# [What you have to do]
Rewrite the part of the Norman Brown biography that opens with the words containing "Professional motorcycle racer" and closes with "in Northern Ireland.", putting "pub" in place of "public house".

# [Source extract]

****

- Nationality: Northern Irish
- Born: 16 March 1959
- Died: 31 July 1983 (aged 24)
Motorcycle racing career statistics
Isle of Man TT career
| TTs contested | 2 (1982-1983) |
| TT wins | 1 |
| First TT win | 1982 Senior TT |
| TT podiums | 3 |

= Norman Brown (motorcyclist) =

Professional motorcycle racer from Northern Ireland

Norman Brown Jr. (16 March 1959 – 31 July 1983) was an Irish professional motorcycle road racer from Northern Ireland.

==Biography==
Brown was born in Newry, County Down, Northern Ireland, where his father, Norman Brown Sr., ran a public house, "The Star Bar" or "Brown's Bar", overlooking the Clanrye River and Newry Town Hall. An alumnus of Newry High School, Brown Jr. started racing at the Isle of Man TT in 1982, and won the Senior TT at his first attempt. In 1983, he raised the TT lap record to 116.19 mph in the Senior Classic event for machines up to 1000cc. Brown also won the 350cc class at the 1983 North West 200 race in Northern Ireland.

==Death==
Brown was killed during the 1983 British Grand Prix at Silverstone on 31 July 1983. When it began to rain he slowed, apparently due to mechanical problems. With greatly reduced speed he continued the lap to reach the pits. After exiting the Stowe corner he held to the inside line and was passed by multiple riders before being hit by Swiss rider Peter Huber, whose view was obscured by the riders in front of him. Brown died instantly and Huber later died at the hospital.

****

Free-text object descriptions
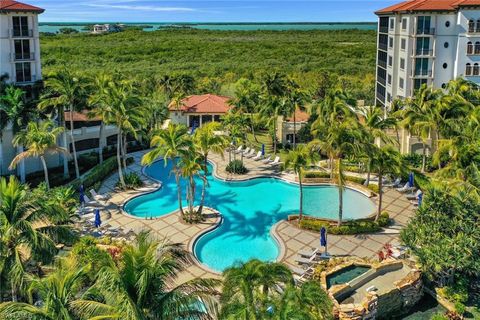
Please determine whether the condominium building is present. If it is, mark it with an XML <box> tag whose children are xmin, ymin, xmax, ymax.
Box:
<box><xmin>375</xmin><ymin>0</ymin><xmax>480</xmax><ymax>107</ymax></box>
<box><xmin>0</xmin><ymin>0</ymin><xmax>44</xmax><ymax>85</ymax></box>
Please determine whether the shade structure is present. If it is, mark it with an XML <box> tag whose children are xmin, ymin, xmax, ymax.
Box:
<box><xmin>408</xmin><ymin>172</ymin><xmax>415</xmax><ymax>188</ymax></box>
<box><xmin>94</xmin><ymin>209</ymin><xmax>102</xmax><ymax>228</ymax></box>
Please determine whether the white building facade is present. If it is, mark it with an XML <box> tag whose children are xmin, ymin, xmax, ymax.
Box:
<box><xmin>376</xmin><ymin>0</ymin><xmax>480</xmax><ymax>107</ymax></box>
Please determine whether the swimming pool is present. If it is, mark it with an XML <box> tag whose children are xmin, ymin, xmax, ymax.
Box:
<box><xmin>124</xmin><ymin>160</ymin><xmax>375</xmax><ymax>272</ymax></box>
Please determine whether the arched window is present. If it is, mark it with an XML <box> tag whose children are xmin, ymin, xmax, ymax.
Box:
<box><xmin>465</xmin><ymin>63</ymin><xmax>472</xmax><ymax>76</ymax></box>
<box><xmin>467</xmin><ymin>41</ymin><xmax>473</xmax><ymax>54</ymax></box>
<box><xmin>468</xmin><ymin>20</ymin><xmax>475</xmax><ymax>32</ymax></box>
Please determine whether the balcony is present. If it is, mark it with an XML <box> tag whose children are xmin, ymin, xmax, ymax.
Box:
<box><xmin>10</xmin><ymin>29</ymin><xmax>33</xmax><ymax>38</ymax></box>
<box><xmin>417</xmin><ymin>28</ymin><xmax>435</xmax><ymax>35</ymax></box>
<box><xmin>415</xmin><ymin>48</ymin><xmax>433</xmax><ymax>56</ymax></box>
<box><xmin>11</xmin><ymin>52</ymin><xmax>35</xmax><ymax>62</ymax></box>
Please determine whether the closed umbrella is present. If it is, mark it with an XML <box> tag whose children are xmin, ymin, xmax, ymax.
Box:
<box><xmin>408</xmin><ymin>172</ymin><xmax>414</xmax><ymax>188</ymax></box>
<box><xmin>94</xmin><ymin>209</ymin><xmax>102</xmax><ymax>228</ymax></box>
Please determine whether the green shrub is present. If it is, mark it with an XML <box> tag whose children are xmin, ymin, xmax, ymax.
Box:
<box><xmin>116</xmin><ymin>172</ymin><xmax>143</xmax><ymax>189</ymax></box>
<box><xmin>225</xmin><ymin>160</ymin><xmax>248</xmax><ymax>174</ymax></box>
<box><xmin>299</xmin><ymin>212</ymin><xmax>390</xmax><ymax>235</ymax></box>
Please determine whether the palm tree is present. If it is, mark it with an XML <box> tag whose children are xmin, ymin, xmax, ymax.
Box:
<box><xmin>9</xmin><ymin>120</ymin><xmax>69</xmax><ymax>189</ymax></box>
<box><xmin>0</xmin><ymin>176</ymin><xmax>75</xmax><ymax>301</ymax></box>
<box><xmin>0</xmin><ymin>86</ymin><xmax>33</xmax><ymax>183</ymax></box>
<box><xmin>193</xmin><ymin>122</ymin><xmax>227</xmax><ymax>215</ymax></box>
<box><xmin>0</xmin><ymin>256</ymin><xmax>89</xmax><ymax>320</ymax></box>
<box><xmin>74</xmin><ymin>232</ymin><xmax>219</xmax><ymax>320</ymax></box>
<box><xmin>371</xmin><ymin>145</ymin><xmax>403</xmax><ymax>221</ymax></box>
<box><xmin>220</xmin><ymin>259</ymin><xmax>294</xmax><ymax>320</ymax></box>
<box><xmin>285</xmin><ymin>145</ymin><xmax>318</xmax><ymax>220</ymax></box>
<box><xmin>38</xmin><ymin>69</ymin><xmax>87</xmax><ymax>179</ymax></box>
<box><xmin>142</xmin><ymin>123</ymin><xmax>192</xmax><ymax>217</ymax></box>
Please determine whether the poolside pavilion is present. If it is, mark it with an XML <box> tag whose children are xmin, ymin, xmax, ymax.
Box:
<box><xmin>168</xmin><ymin>94</ymin><xmax>232</xmax><ymax>128</ymax></box>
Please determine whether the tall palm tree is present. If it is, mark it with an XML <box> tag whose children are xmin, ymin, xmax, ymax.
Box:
<box><xmin>0</xmin><ymin>86</ymin><xmax>33</xmax><ymax>183</ymax></box>
<box><xmin>371</xmin><ymin>145</ymin><xmax>403</xmax><ymax>221</ymax></box>
<box><xmin>193</xmin><ymin>122</ymin><xmax>227</xmax><ymax>215</ymax></box>
<box><xmin>142</xmin><ymin>123</ymin><xmax>193</xmax><ymax>217</ymax></box>
<box><xmin>0</xmin><ymin>176</ymin><xmax>74</xmax><ymax>301</ymax></box>
<box><xmin>0</xmin><ymin>256</ymin><xmax>89</xmax><ymax>320</ymax></box>
<box><xmin>220</xmin><ymin>260</ymin><xmax>293</xmax><ymax>320</ymax></box>
<box><xmin>9</xmin><ymin>120</ymin><xmax>69</xmax><ymax>189</ymax></box>
<box><xmin>39</xmin><ymin>69</ymin><xmax>87</xmax><ymax>179</ymax></box>
<box><xmin>285</xmin><ymin>145</ymin><xmax>318</xmax><ymax>220</ymax></box>
<box><xmin>74</xmin><ymin>232</ymin><xmax>219</xmax><ymax>320</ymax></box>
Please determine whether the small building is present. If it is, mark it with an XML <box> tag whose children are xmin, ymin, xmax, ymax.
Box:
<box><xmin>277</xmin><ymin>109</ymin><xmax>310</xmax><ymax>145</ymax></box>
<box><xmin>168</xmin><ymin>94</ymin><xmax>232</xmax><ymax>128</ymax></box>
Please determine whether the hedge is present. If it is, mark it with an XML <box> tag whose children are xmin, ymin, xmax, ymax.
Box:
<box><xmin>69</xmin><ymin>157</ymin><xmax>133</xmax><ymax>190</ymax></box>
<box><xmin>299</xmin><ymin>212</ymin><xmax>390</xmax><ymax>235</ymax></box>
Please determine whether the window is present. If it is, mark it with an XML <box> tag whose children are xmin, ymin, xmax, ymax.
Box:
<box><xmin>13</xmin><ymin>40</ymin><xmax>31</xmax><ymax>60</ymax></box>
<box><xmin>468</xmin><ymin>20</ymin><xmax>475</xmax><ymax>32</ymax></box>
<box><xmin>467</xmin><ymin>41</ymin><xmax>473</xmax><ymax>54</ymax></box>
<box><xmin>15</xmin><ymin>62</ymin><xmax>32</xmax><ymax>82</ymax></box>
<box><xmin>465</xmin><ymin>63</ymin><xmax>472</xmax><ymax>76</ymax></box>
<box><xmin>12</xmin><ymin>16</ymin><xmax>30</xmax><ymax>37</ymax></box>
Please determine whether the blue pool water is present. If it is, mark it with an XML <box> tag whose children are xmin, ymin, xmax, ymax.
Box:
<box><xmin>124</xmin><ymin>161</ymin><xmax>375</xmax><ymax>271</ymax></box>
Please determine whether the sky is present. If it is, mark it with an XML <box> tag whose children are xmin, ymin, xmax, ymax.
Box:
<box><xmin>31</xmin><ymin>0</ymin><xmax>399</xmax><ymax>22</ymax></box>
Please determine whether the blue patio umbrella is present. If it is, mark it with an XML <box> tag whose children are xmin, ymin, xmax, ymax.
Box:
<box><xmin>320</xmin><ymin>227</ymin><xmax>327</xmax><ymax>255</ymax></box>
<box><xmin>408</xmin><ymin>172</ymin><xmax>414</xmax><ymax>188</ymax></box>
<box><xmin>94</xmin><ymin>209</ymin><xmax>102</xmax><ymax>228</ymax></box>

****

# [Solution to this problem]
Professional motorcycle racer from Northern Ireland

Norman Brown Jr. (16 March 1959 – 31 July 1983) was an Irish professional motorcycle road racer from Northern Ireland.

==Biography==
Brown was born in Newry, County Down, Northern Ireland, where his father, Norman Brown Sr., ran a pub, "The Star Bar" or "Brown's Bar", overlooking the Clanrye River and Newry Town Hall. An alumnus of Newry High School, Brown Jr. started racing at the Isle of Man TT in 1982, and won the Senior TT at his first attempt. In 1983, he raised the TT lap record to 116.19 mph in the Senior Classic event for machines up to 1000cc. Brown also won the 350cc class at the 1983 North West 200 race in Northern Ireland.